ACTIVITY:
Could you retype all of the entries below word for word?

-------- INFORMATION GIVEN

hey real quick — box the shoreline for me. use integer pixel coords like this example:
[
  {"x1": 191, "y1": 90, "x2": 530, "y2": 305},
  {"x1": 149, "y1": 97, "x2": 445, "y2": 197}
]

----------------

SOLVED EXERCISE:
hey real quick — box the shoreline for me. use integer pixel coords like this example:
[
  {"x1": 191, "y1": 90, "x2": 530, "y2": 305},
  {"x1": 149, "y1": 97, "x2": 445, "y2": 197}
]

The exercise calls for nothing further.